**Document:**

□ □ □ □

On 1 January 2011, I retired from NOAA in the midst of a "new" energy crisis and a "new" public discovery that among other problems facing the nation, Louisiana's wetlands were eroding into the Gulf. 

Given this, what have we accomplished and learned over the past 30 years?  For that matter, what have I accomplished and learned?  And what does this portend for the future?

Speaking from a US vantage point, the coastal and marine community has made significant progress with institution building, education, and research.  With regard to institutions to address our problems in the 1970s, new federal programs such as coastal zone management (CZM), national marine sanctuaries, and national estuarine research reserves were established to provide a more comprehensive suite of tools for action in this environment.  Concurrently, new areas of scientific inquiry, formal management disciplines, and the linkages among them began and continue to develop.  However, with the exception of the recovery of a few charismatic species and the setting aside of special areas, we have failed to deter continuing species loss and ecosystem degradation, both primary goals.  

Coastal zone management

In the 1970s-1980s, the national CZM Program saw cooperative efforts by NOAA and the states and territories - often in consultation with Congressional staff - to develop management programs and an overarching national structure.  Together they built the institutions and processes needed to address the use of coastal lands and, to a lesser degree, coastal waters in a comprehensive manner.  It was a time of experimentation and innovation as the 35 coastal states and territories served as public administration laboratories.  Each experimented with new approaches built upon unique state authorities to address general and specific federal statutory requirements, and shared information and approaches to address common issues.   Unfortunately, that cooperative spirit was lost during the administration of President Ronald Reagan (1981-1989) and a broad-based federal-state professional partnership has not been fully re-established, often hampering the sharing of resources, capabilities, and comprehensive approaches to problem solving.  While the final state CZM program is now nearing approval, the magnitude and range of today's problems call for active partnerships across all levels of government, not a go-it-alone approach.

Marine protected areas

The foci of marine protected area programs have evolved over time.  For example, in its early years the National Estuarine Research Reserve System (NERRS), then the Estuarine Sanctuary Program, focused on protecting estuarine resources through land acquisition.  Today's NERRS is more actively providing environmental education, research, long-term monitoring, and training.  The National Marine Sanctuary Program also has evolved, adapting to a broader understanding of stressors and threats.  The program's initial focus was on smaller special areas such as Key Largo in Florida and the wreck of the USS Monitor.  The late 1980s and early 1990s saw the program driven by significant public pressure to use larger sanctuaries with broad prohibitive regulations to preclude perceived large-scale threats: i.e., oil and gas drilling, and conflicting uses of the sea and seafloor such as sewage outfalls, dredged material disposal, and sand and gravel mining.  Sanctuaries today are increasing the use of more specialized and targeted regulatory and non-regulatory approaches, retrofitting existing sites through a public management plan update process.  Area-based fisheries management continues to move to a broader, habitat-focused approach, and during the past decade the country's National Parks and National Wildlife Refuges began strengthening the conservation of their non-terrestrial resources.

□ □ □ □

**Dataset section:**
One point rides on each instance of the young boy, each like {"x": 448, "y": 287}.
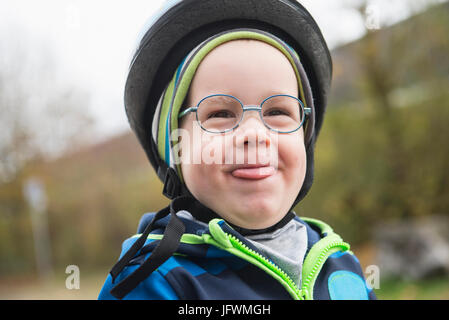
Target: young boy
{"x": 232, "y": 136}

□ □ □ □

**Objectives:**
(a) In the reflection on coastal management, take the part that opens with the words containing "On 1 January" and closes with "for the future?", switch "30 years" to "three decades", and write that part out again.
(b) Answer these questions from the reflection on coastal management:
(i) On what date did the writer retire from NOAA?
(ii) How many coastal states and territories served as public administration laboratories?
(iii) What was the National Estuarine Research Reserve System called in its early years?
The material plays no part in this.

**Full answers:**
(a)
On 1 January 2011, I retired from NOAA in the midst of a "new" energy crisis and a "new" public discovery that among other problems facing the nation, Louisiana's wetlands were eroding into the Gulf. 

Given this, what have we accomplished and learned over the past three decades?  For that matter, what have I accomplished and learned?  And what does this portend for the future?

(b)
(i) 1 January 2011
(ii) 35
(iii) The Estuarine Sanctuary Program